Excerpts from a point labeling dataset:
[Start]

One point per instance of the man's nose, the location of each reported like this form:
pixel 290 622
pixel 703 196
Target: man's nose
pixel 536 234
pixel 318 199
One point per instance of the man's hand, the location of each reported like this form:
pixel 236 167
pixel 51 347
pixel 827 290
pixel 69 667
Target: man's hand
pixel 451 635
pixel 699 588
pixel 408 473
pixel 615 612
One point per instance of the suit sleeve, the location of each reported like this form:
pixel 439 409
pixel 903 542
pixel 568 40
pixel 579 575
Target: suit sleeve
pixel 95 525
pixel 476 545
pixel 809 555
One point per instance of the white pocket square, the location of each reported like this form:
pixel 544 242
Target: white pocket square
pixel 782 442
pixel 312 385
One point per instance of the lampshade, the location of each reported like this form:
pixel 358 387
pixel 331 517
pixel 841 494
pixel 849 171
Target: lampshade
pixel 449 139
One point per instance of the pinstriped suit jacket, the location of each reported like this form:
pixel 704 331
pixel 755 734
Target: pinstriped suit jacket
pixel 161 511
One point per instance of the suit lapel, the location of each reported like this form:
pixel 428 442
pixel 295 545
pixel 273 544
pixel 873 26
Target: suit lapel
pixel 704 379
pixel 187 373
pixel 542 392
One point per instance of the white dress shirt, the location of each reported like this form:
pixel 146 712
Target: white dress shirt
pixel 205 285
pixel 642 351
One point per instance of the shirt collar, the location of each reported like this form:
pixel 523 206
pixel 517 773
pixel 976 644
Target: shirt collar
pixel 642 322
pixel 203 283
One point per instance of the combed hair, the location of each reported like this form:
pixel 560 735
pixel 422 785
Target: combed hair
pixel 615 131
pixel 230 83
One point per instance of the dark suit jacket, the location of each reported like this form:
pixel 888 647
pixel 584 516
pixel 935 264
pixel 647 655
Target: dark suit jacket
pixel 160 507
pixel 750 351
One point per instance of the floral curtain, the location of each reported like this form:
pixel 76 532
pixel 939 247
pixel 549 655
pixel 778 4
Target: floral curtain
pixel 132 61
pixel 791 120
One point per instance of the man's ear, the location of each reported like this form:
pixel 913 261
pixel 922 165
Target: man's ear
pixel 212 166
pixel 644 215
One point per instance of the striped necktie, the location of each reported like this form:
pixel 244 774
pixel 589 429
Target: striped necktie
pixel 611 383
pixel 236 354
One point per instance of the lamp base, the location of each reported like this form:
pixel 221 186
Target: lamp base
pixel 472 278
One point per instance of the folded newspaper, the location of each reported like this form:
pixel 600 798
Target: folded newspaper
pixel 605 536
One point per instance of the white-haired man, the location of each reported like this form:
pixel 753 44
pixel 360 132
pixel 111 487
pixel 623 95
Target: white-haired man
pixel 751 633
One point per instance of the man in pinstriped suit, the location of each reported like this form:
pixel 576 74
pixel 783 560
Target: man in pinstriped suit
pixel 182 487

[End]

DIRECTION: Repeat the lines of the material word for word, starting with the line containing "One point per instance of the white dress" and going on through the line containing "pixel 605 536".

WORKED ANSWER:
One point per instance of the white dress shirt, the location of each reported like this form:
pixel 146 712
Target: white dress shirt
pixel 205 285
pixel 642 351
One point per instance of the shirt collar, the location of each reported like this form:
pixel 523 206
pixel 517 773
pixel 976 644
Target: shirt collar
pixel 642 322
pixel 203 283
One point per instance of the combed hair, the location of each reported like this form:
pixel 560 735
pixel 422 785
Target: combed hair
pixel 615 131
pixel 230 83
One point per instance of the dark suit jacket, the location of each reported like this form:
pixel 888 647
pixel 584 516
pixel 935 264
pixel 647 655
Target: dark suit jacket
pixel 160 507
pixel 750 351
One point per instance of the floral curtain, the location of each reported like this form:
pixel 76 532
pixel 939 247
pixel 549 655
pixel 778 4
Target: floral curtain
pixel 132 61
pixel 791 120
One point per instance of the man's ear, the location of each reported like this form:
pixel 913 261
pixel 922 165
Target: man's ear
pixel 212 166
pixel 644 215
One point per instance of the striped necktie, the location of each reported like this form:
pixel 244 774
pixel 589 429
Target: striped necktie
pixel 611 383
pixel 236 354
One point per instance of the lamp base, the location of each reported like this form:
pixel 221 186
Target: lamp base
pixel 472 278
One point per instance of the folded newspaper, the location of each reported like this form:
pixel 600 798
Target: folded newspaper
pixel 605 536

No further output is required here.